+++ The input +++

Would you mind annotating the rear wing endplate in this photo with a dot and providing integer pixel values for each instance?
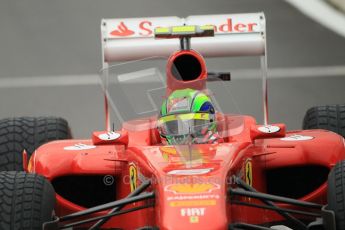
(129, 39)
(133, 39)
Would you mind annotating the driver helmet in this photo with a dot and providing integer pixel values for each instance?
(187, 116)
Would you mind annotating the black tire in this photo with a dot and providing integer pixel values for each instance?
(26, 201)
(330, 117)
(17, 134)
(336, 194)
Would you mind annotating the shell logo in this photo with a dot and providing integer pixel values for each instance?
(192, 188)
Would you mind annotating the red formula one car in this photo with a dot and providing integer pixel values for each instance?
(153, 172)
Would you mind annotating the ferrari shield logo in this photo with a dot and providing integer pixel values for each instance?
(249, 173)
(133, 175)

+++

■ **Task to complete**
Please write out, exactly as they appear, the lines from the one containing "Would you mind annotating the red" through the last line of the records above, and nothing more.

■ **The answer**
Would you mind annotating the red formula one car in this photo with a dot and providing integer pixel values for each instance?
(153, 172)
Would you mind annotating the ferrari shield logo in this photo with a dot and providing integer pixel values for each instance?
(249, 173)
(133, 175)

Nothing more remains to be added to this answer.